Your instructions
In the Buildbot mailing-list post below, what does the author say is needed for the GitPoller to recover from a lost database connection?

Excerpted text

__________

[users at bb.net] A summary of first month issues using Buildbot 2.0

Sat Mar 16 18:22:14 UTC 2019

Hi again,

An update about one of the issues, the lost database connection.

This seems to affect the GitPoller instance. Other database activity, such  
as both forced_scheduler and triggered jobs work as normal.

It seems like the GitPoller (maybe all pollers) are not able to recover  
 from a lost database connection. A full shutdown and start is needed to  
recover. This seems to be similar to the worker reconnect failures I've  
mentioned, that code is not able to recover from a failed worker  
subscription, and the connection ends up as a zombie, a live connection,  
but still dead.

In the case earlier today, I got an exception during the sighup operation:

2019-03-16 13:02:31+0000 [-] while polling for changes
   Traceback (most recent call last):
     File "sandbox/lib/python3.6/site-packages/twisted/internet/defer.py",  
line 1418, in _inlineCallbacks
       result = g.send(result)
     File  
"sandbox/lib/python3.6/site-packages/buildbot/changes/gitpoller.py", line  
233, in poll
       yield self.setState('lastRev', self.lastRev)
     File "sandbox/lib/python3.6/site-packages/twisted/internet/defer.py",  
line 1613, in unwindGenerator
       return _cancellableInlineCallbacks(gen)
     File "sandbox/lib/python3.6/site-packages/twisted/internet/defer.py",  
line 1529, in _cancellableInlineCallbacks
       _inlineCallbacks(None, g, status)
   --- <exception caught here> ---
     File  
"sandbox/lib/python3.6/site-packages/buildbot/changes/gitpoller.py", line  
233, in poll
       yield self.setState('lastRev', self.lastRev)
     File "sandbox/lib/python3.6/site-packages/twisted/internet/defer.py",
line 1418, in _inlineCallbacks
       result = g.send(result)
     File "sandbox/lib/python3.6/site-packages/buildbot/util/state.py",  
line 43, in setState
       yield self.master.db.state.setState(self._objectid, key, value)

__________

Material shown

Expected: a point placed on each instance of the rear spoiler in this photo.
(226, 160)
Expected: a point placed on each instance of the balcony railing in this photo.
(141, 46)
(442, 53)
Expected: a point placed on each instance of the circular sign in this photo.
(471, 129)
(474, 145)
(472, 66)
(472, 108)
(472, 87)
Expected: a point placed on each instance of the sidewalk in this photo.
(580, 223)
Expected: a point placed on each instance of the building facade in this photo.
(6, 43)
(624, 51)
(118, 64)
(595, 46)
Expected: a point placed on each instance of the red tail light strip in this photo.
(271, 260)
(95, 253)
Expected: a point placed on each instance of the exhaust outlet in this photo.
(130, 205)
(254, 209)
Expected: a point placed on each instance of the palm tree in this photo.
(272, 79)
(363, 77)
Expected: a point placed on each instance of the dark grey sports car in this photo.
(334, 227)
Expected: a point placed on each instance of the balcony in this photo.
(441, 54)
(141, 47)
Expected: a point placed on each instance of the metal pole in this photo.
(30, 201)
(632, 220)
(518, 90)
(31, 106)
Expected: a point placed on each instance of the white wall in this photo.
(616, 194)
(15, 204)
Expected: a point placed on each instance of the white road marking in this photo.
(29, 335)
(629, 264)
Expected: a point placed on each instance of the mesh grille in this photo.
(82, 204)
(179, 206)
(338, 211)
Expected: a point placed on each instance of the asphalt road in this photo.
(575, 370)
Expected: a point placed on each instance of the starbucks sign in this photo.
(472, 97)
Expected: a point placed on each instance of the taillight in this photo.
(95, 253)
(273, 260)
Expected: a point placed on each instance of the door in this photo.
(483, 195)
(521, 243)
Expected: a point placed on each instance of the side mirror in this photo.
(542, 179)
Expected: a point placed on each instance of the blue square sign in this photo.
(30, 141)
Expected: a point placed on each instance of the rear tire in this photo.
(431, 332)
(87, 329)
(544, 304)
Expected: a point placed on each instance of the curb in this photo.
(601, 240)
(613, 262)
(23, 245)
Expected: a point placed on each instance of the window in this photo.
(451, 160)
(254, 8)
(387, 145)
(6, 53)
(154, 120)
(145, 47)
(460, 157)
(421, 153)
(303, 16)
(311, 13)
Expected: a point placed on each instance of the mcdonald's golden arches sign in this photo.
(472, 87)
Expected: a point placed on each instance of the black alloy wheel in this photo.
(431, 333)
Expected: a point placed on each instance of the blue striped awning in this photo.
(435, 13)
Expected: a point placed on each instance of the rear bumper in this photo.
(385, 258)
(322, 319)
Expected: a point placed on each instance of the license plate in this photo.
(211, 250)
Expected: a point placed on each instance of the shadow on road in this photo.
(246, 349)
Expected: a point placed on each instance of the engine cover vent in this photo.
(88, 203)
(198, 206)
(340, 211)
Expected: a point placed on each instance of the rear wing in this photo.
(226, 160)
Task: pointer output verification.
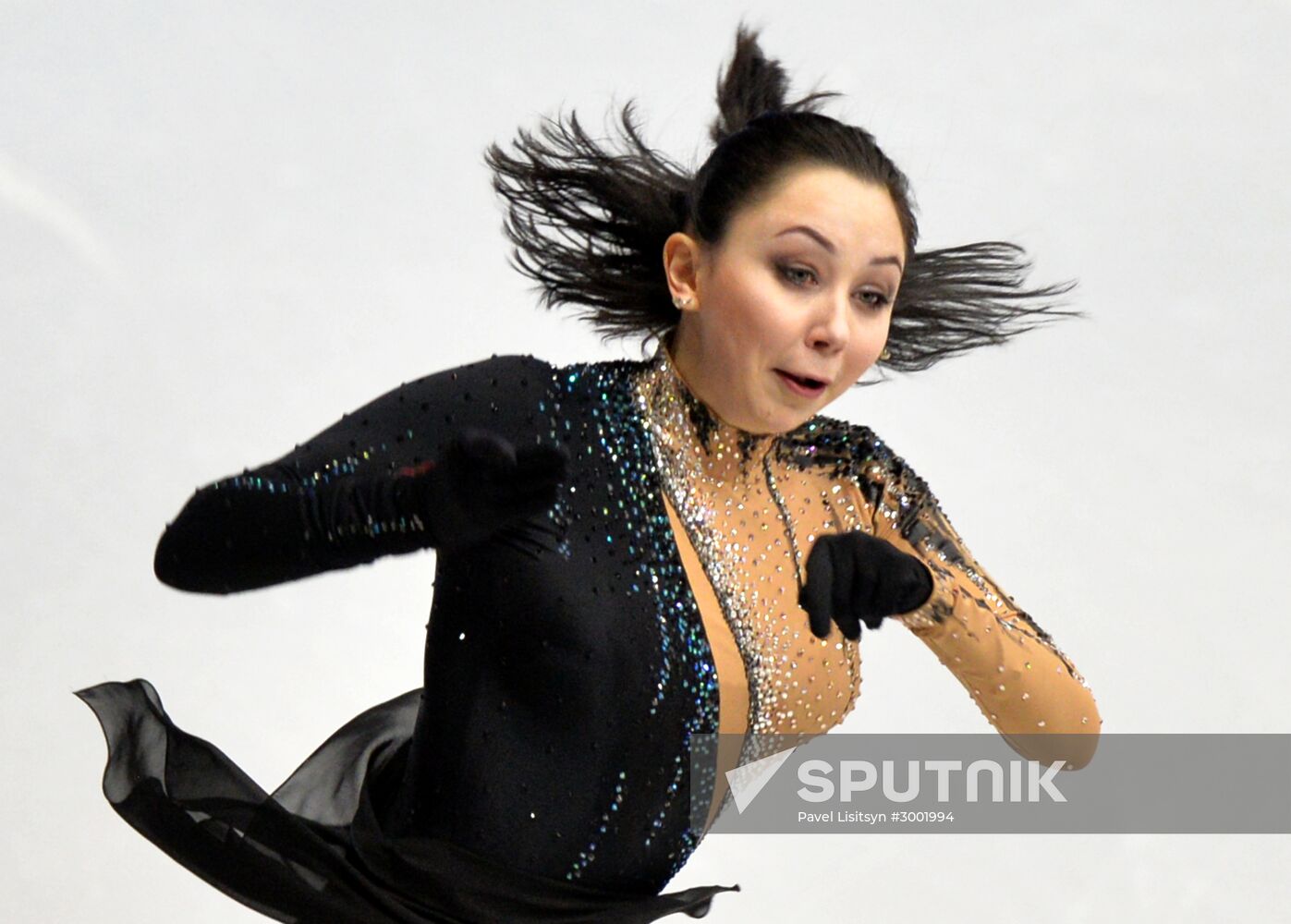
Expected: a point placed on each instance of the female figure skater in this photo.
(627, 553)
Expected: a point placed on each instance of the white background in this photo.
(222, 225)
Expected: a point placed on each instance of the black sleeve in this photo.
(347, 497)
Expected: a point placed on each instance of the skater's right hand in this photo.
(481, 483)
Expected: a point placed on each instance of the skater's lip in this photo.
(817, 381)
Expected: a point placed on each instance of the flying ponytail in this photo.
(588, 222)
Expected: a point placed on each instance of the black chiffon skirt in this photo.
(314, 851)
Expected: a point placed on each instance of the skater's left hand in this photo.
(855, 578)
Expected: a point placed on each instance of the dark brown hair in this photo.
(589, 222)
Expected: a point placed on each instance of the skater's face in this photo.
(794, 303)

__________

Task response
A full shutdown and start.